Task to carry out: Recast the entries from the line containing "locate: girl's hand" through the last entry as a two-column CSV with the columns entry_text and answer. Give one row per entry, put each value in its own quoted field, and turn line breaks into spaces.

Records for processing:
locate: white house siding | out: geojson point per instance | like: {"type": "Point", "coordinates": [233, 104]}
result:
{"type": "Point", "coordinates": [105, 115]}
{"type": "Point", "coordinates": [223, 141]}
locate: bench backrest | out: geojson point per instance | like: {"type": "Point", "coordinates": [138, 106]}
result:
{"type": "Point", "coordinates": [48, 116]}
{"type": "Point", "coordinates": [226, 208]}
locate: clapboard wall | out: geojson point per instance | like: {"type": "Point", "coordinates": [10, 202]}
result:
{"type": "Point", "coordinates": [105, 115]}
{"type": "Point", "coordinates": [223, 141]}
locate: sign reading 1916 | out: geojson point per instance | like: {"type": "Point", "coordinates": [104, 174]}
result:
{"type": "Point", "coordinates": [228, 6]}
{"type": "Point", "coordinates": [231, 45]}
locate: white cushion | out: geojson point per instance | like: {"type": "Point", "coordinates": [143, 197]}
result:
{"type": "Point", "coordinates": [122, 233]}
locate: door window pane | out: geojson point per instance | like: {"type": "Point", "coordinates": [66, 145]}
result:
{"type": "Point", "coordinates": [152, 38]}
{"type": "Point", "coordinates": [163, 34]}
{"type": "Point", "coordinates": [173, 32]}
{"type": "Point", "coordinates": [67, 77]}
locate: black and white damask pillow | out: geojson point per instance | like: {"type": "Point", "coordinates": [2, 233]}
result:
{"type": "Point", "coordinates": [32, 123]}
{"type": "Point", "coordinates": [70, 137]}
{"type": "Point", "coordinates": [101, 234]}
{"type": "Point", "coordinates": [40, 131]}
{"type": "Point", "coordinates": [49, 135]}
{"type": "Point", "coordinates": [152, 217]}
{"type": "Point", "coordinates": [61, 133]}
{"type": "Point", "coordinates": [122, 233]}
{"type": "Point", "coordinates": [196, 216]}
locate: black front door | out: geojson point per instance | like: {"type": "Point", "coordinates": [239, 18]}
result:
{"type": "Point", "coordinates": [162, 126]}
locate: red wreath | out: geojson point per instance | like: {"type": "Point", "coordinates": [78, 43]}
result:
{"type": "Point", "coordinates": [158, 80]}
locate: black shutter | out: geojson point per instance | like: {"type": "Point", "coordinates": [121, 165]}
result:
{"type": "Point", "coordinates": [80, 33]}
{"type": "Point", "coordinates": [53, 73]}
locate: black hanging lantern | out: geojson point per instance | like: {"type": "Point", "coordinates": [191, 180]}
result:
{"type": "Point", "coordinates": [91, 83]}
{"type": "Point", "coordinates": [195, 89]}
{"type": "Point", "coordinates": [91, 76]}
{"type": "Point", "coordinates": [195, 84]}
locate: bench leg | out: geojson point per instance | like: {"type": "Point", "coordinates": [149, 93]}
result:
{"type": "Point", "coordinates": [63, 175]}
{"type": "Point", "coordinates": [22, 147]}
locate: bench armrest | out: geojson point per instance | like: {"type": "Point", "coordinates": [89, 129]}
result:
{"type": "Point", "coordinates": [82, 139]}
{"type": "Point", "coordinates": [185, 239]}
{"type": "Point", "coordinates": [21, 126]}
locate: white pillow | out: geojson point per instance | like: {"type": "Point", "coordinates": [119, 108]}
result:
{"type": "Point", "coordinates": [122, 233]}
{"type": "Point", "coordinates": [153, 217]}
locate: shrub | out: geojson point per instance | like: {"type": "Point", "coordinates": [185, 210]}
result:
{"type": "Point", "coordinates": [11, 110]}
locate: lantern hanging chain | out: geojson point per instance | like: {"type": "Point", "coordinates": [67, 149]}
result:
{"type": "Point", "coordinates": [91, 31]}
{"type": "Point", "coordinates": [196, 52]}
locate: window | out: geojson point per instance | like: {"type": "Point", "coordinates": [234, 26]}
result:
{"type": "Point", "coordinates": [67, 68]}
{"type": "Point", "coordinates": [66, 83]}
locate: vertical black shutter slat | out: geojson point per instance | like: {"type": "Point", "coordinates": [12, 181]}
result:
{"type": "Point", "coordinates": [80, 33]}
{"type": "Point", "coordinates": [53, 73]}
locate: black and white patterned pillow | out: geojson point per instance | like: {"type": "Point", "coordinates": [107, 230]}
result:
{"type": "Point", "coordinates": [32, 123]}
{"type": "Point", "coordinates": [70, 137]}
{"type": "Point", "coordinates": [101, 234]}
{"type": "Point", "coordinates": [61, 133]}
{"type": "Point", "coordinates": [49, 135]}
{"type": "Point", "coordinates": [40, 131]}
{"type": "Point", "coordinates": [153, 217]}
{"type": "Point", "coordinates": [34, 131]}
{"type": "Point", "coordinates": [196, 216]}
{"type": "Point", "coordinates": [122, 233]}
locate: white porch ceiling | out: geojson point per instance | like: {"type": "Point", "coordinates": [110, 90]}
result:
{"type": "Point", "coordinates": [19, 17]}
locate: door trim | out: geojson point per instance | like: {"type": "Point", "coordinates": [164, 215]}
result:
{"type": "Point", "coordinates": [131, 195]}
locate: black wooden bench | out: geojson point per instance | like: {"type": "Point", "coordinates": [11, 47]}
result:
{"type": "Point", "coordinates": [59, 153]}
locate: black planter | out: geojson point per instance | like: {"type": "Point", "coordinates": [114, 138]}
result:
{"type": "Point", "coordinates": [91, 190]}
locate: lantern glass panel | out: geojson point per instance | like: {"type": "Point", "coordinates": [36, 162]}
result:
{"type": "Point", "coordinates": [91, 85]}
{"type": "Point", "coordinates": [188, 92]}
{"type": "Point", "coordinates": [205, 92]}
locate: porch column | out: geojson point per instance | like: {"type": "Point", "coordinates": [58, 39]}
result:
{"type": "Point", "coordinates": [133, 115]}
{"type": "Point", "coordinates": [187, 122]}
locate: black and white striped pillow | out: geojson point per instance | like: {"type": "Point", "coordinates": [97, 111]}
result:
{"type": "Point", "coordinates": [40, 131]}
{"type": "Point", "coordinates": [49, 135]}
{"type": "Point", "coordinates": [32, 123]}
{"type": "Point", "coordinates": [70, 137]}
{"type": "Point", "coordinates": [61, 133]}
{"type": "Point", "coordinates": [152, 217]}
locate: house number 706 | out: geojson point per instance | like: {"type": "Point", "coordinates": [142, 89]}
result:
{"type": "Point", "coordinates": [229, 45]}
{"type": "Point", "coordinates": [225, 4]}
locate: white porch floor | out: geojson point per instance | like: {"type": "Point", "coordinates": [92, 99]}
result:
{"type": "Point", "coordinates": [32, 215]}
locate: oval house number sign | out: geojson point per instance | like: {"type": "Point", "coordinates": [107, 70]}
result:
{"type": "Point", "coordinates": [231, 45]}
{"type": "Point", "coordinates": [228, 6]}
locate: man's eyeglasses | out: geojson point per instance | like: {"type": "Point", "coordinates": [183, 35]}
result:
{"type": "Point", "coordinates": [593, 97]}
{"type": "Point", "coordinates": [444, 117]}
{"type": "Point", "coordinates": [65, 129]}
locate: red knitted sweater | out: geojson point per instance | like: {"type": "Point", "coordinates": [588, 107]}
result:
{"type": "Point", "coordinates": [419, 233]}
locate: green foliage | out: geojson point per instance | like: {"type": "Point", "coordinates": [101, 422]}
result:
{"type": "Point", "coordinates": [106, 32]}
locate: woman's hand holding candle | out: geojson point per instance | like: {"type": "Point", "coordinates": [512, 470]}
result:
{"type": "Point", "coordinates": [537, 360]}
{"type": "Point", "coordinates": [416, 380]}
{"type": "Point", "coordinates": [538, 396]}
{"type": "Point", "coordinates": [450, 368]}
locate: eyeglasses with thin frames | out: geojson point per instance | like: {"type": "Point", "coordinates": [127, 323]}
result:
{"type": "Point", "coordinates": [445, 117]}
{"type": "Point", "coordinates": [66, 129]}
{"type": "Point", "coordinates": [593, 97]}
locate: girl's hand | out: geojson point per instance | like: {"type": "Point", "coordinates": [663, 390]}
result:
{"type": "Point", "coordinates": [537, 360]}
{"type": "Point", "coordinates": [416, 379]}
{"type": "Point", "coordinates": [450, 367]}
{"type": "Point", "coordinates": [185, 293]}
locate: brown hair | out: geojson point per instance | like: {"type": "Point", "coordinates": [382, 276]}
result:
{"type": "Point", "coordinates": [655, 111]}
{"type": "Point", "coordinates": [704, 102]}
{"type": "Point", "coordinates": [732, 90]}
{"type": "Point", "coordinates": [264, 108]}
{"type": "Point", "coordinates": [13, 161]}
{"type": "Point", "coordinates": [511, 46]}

Result of the exercise:
entry_text,answer
"locate: girl's hand | out: geojson point per instance | like: {""type"": ""Point"", ""coordinates"": [663, 390]} result:","{""type"": ""Point"", ""coordinates"": [537, 360]} {""type"": ""Point"", ""coordinates"": [416, 379]} {""type"": ""Point"", ""coordinates"": [450, 367]} {""type"": ""Point"", ""coordinates"": [185, 293]}"
"locate: brown hair | out: geojson point per instance | like: {""type"": ""Point"", ""coordinates"": [382, 276]} result:","{""type"": ""Point"", ""coordinates"": [655, 111]} {""type"": ""Point"", ""coordinates"": [704, 102]} {""type"": ""Point"", ""coordinates"": [732, 90]} {""type"": ""Point"", ""coordinates"": [264, 108]} {""type"": ""Point"", ""coordinates"": [13, 161]} {""type"": ""Point"", ""coordinates"": [511, 46]}"